--- Start PASSAGE TO READ ---

Charles III Le Moyne (Longueuil, (18 October 1687 – 17 January 1755) was the second baron de Longueuil. He succeeded his father Charles le Moyne de Longueuil, Baron de Longueuil in 1729. He became Governor of Montreal, and administrator by interim of New France.

Biography 
Charles III Le Moyne was the son of Charles le Moyne de Longueuil, Baron de Longueuil, who was General Administrator for New France by interim. He named his son Commandant of Fort Niagara on April 28, 1726. In June 1733, Charles III was named Major of the military troops of the Government of Montreal; then in 1739, the Governor-General of New France, Marquis de Beauharnois, sent him to Louisiana, in order to help the Governor of Louisiana Jean-Baptiste Le Moyne de Bienville against the native Chicachas. He went back to Montreal in 1740; and a few years later, on May 23, 1749, Louis XV named him Governor of Montreal. After the death of the  Governor of New France Marquis de la Jonquière, the Intendant of New France François Bigot gave him the position of Administrator of New France; but he did not get permission from the King to keep his position, because he had named the successor of Marquis de la Jonquière before his death  marquis de Menneville. In August 1752, he became once more Governor of Montreal.

--- End PASSAGE TO READ ---
--- Start ITEMS ---

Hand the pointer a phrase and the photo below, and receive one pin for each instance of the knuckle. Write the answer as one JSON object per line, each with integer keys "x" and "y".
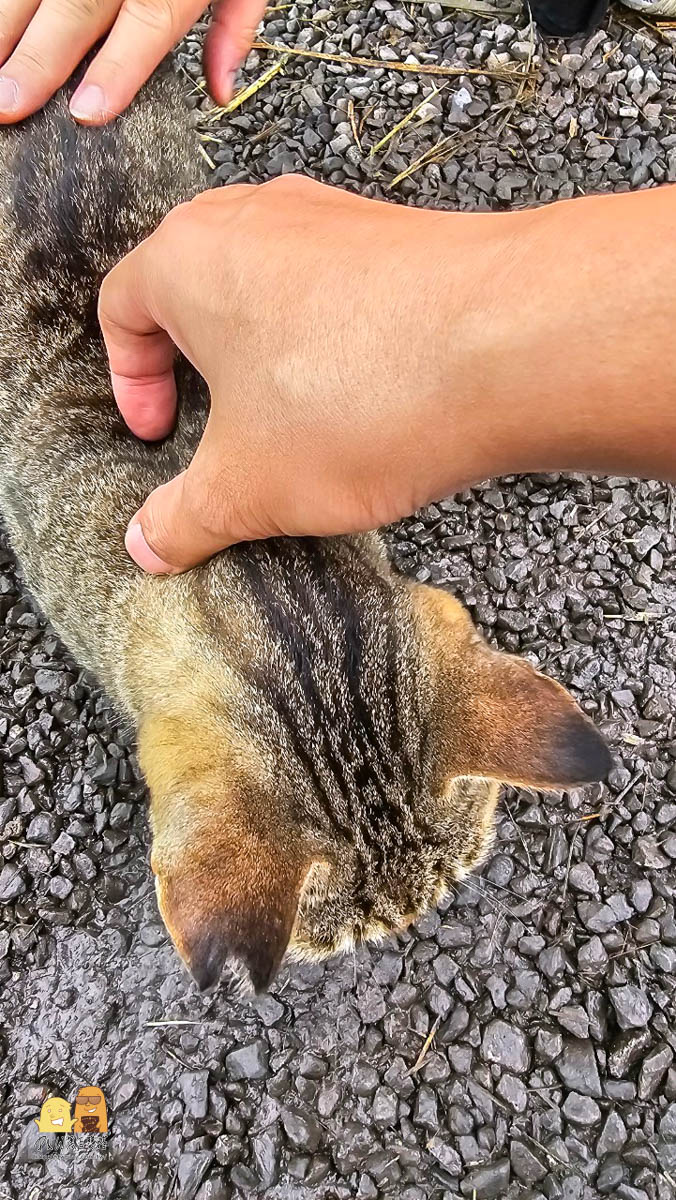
{"x": 174, "y": 220}
{"x": 30, "y": 60}
{"x": 155, "y": 532}
{"x": 155, "y": 15}
{"x": 79, "y": 9}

--- End ITEMS ---

▸ WRITTEN TASK A: Set down the part of the passage on Charles III Le Moyne that opens with the words containing "Charles III Le Moyne (Longueuil, (18" and closes with "of New France.".
▸ WRITTEN TASK B: According to the passage on Charles III Le Moyne, on what date did Louis XV name him Governor of Montreal?
▸ WRITTEN TASK C: Translate this sentence from the passage on Charles III Le Moyne into Spanish: "In August 1752, he became once more Governor of Montreal."

▸ WRITTEN RESPONSE A:
Charles III Le Moyne (Longueuil, (18 October 1687 – 17 January 1755) was the second baron de Longueuil. He succeeded his father Charles le Moyne de Longueuil, Baron de Longueuil in 1729. He became Governor of Montreal, and administrator by interim of New France.

▸ WRITTEN RESPONSE B: May 23, 1749

▸ WRITTEN RESPONSE C: En agosto de 1752, volvió a ser gobernador de Montreal.